Task requirements:
Print, please, the line that contains "the red train" and each line after it to the end of the entries, unchanged and with nothing else.
*** Opening of Supplied data ***
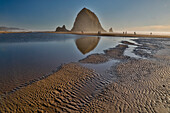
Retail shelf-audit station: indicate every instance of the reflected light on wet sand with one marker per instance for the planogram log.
(87, 44)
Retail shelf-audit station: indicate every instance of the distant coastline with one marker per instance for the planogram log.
(114, 34)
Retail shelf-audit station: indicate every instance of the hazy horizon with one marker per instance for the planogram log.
(120, 15)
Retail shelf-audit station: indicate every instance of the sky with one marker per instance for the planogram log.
(146, 15)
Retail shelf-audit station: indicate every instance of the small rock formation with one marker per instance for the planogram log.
(87, 21)
(111, 30)
(62, 29)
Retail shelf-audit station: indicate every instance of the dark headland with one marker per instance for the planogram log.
(131, 85)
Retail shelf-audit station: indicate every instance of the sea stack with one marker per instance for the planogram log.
(87, 21)
(62, 29)
(111, 30)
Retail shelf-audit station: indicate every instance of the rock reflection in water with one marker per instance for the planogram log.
(87, 44)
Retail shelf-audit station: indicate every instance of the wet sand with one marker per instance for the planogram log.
(96, 34)
(141, 85)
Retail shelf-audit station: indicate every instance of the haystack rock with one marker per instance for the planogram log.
(110, 30)
(87, 21)
(62, 29)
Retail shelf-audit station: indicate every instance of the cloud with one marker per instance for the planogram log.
(151, 28)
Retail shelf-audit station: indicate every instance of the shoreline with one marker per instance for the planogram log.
(96, 34)
(139, 85)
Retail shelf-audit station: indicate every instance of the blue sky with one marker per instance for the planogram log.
(119, 14)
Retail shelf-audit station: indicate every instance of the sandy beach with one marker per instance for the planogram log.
(139, 85)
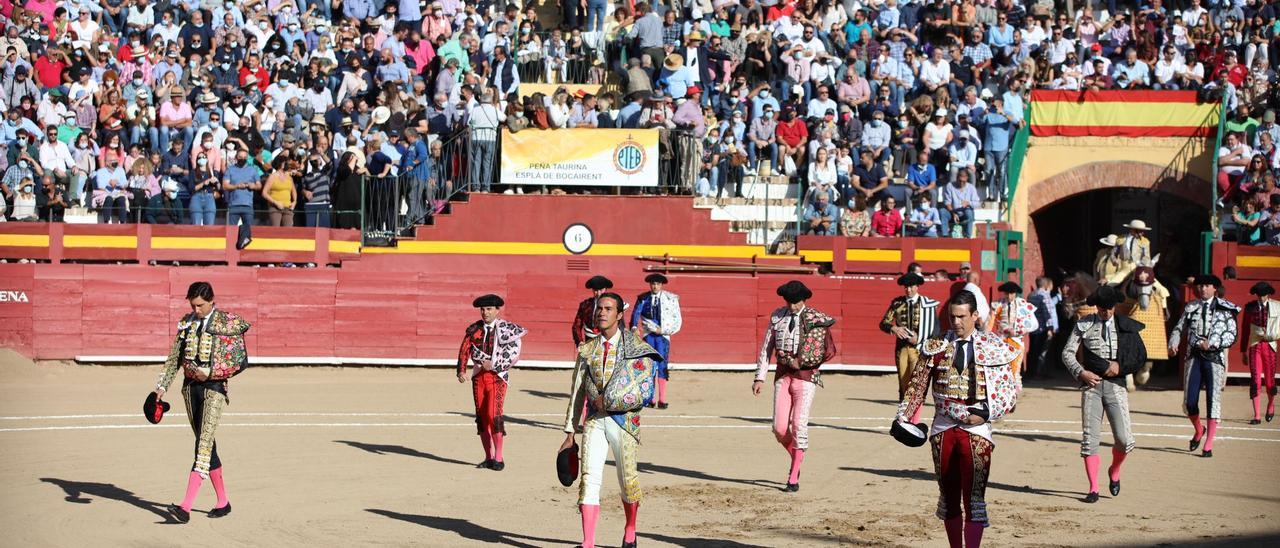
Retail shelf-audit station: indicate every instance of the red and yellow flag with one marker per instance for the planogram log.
(1121, 114)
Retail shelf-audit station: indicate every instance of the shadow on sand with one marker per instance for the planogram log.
(401, 450)
(469, 530)
(81, 493)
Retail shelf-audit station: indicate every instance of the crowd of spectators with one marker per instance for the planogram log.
(895, 117)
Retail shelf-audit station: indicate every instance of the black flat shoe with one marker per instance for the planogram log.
(220, 512)
(182, 516)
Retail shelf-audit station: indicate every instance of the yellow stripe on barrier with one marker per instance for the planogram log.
(557, 249)
(23, 240)
(282, 245)
(1130, 114)
(942, 255)
(343, 246)
(178, 242)
(874, 255)
(1257, 261)
(115, 242)
(817, 255)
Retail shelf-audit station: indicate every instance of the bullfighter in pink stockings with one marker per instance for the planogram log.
(799, 337)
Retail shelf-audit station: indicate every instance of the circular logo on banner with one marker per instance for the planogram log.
(577, 238)
(629, 158)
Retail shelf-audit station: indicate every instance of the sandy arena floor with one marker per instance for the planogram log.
(387, 456)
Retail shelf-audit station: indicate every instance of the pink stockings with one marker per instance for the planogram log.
(592, 514)
(193, 482)
(960, 529)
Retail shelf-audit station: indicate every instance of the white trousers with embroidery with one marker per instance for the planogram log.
(602, 437)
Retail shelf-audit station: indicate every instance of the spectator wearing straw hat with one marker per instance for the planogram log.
(1134, 247)
(1106, 264)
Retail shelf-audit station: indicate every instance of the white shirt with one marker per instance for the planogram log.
(983, 306)
(944, 423)
(1166, 71)
(936, 73)
(55, 156)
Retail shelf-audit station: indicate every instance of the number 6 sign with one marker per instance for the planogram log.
(577, 238)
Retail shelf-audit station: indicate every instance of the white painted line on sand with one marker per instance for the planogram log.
(689, 427)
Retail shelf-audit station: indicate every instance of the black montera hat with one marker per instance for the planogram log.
(909, 434)
(910, 279)
(794, 292)
(154, 409)
(488, 300)
(599, 282)
(566, 465)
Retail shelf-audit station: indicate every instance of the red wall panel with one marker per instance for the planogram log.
(96, 310)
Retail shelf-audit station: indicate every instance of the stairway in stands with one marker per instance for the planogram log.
(769, 206)
(766, 213)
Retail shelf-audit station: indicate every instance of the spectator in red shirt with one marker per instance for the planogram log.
(50, 68)
(257, 71)
(887, 222)
(792, 136)
(1234, 71)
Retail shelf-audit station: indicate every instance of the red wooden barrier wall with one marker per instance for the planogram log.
(131, 310)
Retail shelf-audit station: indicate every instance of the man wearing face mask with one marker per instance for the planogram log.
(241, 182)
(24, 202)
(19, 85)
(165, 208)
(110, 191)
(22, 160)
(877, 137)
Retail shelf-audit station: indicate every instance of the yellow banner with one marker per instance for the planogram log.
(598, 158)
(549, 88)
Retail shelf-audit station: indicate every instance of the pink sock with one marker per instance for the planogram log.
(1091, 469)
(487, 441)
(215, 476)
(1118, 456)
(590, 512)
(192, 488)
(955, 530)
(796, 459)
(973, 534)
(629, 533)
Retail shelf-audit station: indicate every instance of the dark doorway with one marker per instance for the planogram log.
(1069, 229)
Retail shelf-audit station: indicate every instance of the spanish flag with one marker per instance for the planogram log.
(1121, 114)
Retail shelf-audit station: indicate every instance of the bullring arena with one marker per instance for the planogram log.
(296, 233)
(388, 457)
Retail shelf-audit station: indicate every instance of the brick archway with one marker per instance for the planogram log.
(1102, 176)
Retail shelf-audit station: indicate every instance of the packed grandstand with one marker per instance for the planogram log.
(896, 118)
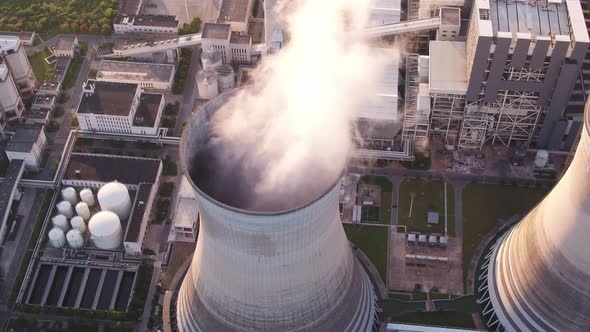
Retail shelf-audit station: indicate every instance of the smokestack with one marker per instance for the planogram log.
(265, 267)
(538, 273)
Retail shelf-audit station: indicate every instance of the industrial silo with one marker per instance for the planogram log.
(83, 211)
(60, 221)
(69, 194)
(78, 224)
(65, 208)
(226, 77)
(281, 263)
(75, 239)
(114, 197)
(211, 58)
(87, 196)
(537, 275)
(207, 84)
(105, 230)
(57, 238)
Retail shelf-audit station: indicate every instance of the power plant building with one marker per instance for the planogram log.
(268, 268)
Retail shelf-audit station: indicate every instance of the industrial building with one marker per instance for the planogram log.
(535, 277)
(288, 268)
(27, 143)
(156, 76)
(119, 108)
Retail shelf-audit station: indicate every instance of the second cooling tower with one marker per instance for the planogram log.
(266, 269)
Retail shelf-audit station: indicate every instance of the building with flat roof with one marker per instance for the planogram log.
(148, 75)
(28, 144)
(146, 24)
(119, 108)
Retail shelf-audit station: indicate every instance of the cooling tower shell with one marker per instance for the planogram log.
(105, 230)
(57, 238)
(75, 239)
(539, 271)
(65, 208)
(69, 194)
(60, 221)
(207, 84)
(114, 197)
(83, 211)
(78, 224)
(87, 197)
(291, 270)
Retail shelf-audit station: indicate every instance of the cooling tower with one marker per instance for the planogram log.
(282, 266)
(538, 273)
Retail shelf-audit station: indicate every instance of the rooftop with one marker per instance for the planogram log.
(237, 38)
(108, 98)
(107, 168)
(233, 11)
(134, 71)
(448, 72)
(147, 111)
(24, 138)
(139, 209)
(216, 31)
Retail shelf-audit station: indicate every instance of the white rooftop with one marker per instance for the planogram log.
(448, 72)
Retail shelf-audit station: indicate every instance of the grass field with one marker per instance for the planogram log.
(372, 240)
(43, 70)
(484, 204)
(428, 196)
(386, 192)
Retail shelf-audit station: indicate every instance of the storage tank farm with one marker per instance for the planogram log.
(538, 272)
(284, 265)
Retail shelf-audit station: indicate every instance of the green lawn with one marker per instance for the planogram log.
(386, 189)
(372, 240)
(43, 71)
(484, 204)
(428, 196)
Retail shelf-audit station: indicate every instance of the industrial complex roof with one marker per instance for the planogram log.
(107, 168)
(147, 111)
(448, 73)
(134, 71)
(137, 213)
(108, 98)
(216, 31)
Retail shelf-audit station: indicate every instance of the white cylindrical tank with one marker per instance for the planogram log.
(105, 230)
(207, 84)
(211, 58)
(57, 239)
(65, 208)
(75, 239)
(82, 210)
(69, 194)
(114, 197)
(87, 196)
(60, 221)
(78, 224)
(226, 77)
(541, 158)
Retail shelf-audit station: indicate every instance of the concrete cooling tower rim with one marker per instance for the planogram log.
(185, 170)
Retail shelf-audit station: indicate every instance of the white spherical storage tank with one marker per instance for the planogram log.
(207, 84)
(82, 210)
(78, 224)
(60, 221)
(105, 230)
(87, 197)
(69, 194)
(65, 208)
(57, 239)
(75, 239)
(114, 197)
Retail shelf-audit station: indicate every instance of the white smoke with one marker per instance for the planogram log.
(295, 125)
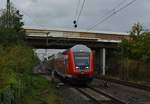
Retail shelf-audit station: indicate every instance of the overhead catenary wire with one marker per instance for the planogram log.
(112, 10)
(113, 13)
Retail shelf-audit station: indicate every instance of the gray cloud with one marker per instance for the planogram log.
(60, 13)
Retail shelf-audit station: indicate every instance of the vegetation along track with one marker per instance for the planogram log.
(126, 83)
(99, 97)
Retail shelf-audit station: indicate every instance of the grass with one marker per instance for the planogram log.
(42, 91)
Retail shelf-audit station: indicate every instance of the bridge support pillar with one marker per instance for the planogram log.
(100, 63)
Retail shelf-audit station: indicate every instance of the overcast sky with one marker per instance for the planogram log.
(61, 13)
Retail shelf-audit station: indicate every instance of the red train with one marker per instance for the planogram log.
(74, 64)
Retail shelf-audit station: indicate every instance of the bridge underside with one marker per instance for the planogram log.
(65, 43)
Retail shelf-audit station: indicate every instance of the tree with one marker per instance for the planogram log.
(11, 30)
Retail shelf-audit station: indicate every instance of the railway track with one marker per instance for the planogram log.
(126, 83)
(98, 96)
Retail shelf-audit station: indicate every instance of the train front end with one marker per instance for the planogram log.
(81, 66)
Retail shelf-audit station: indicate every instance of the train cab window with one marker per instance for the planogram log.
(81, 56)
(82, 60)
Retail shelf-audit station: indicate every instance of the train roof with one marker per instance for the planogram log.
(80, 48)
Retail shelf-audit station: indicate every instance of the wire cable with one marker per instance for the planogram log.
(113, 13)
*** Close of Supplied data ***
Exercise solution:
Retail shelf-audit station: indicate every instance of the red train with one marker per instance for the planogram log.
(74, 64)
Retail shelf-audit station: indicate every instance of the bridge underside with one marker per instance for the planogram log.
(65, 43)
Retail shelf-audit station: indicate every instance of the tree with one marker per instance for the planogram log.
(11, 30)
Retail shelf-audit station: indicate every instance of the railway track with one marker per instance for the planogram log.
(126, 83)
(98, 96)
Retail shelf-audit station: indicate every instance of the train front end with one marker per instance for the planogram log.
(81, 66)
Retail shelf-audit station: indicate every instance of the train cab window with one marker per instance for the planogram log.
(81, 56)
(82, 60)
Retail shelf-audit station: indicate every instance of the train roof with one marker per instance for the planogram log.
(80, 48)
Retail shelf-audit station: indicate every instance of the wire cable with one marker per instance for the planogram log.
(113, 13)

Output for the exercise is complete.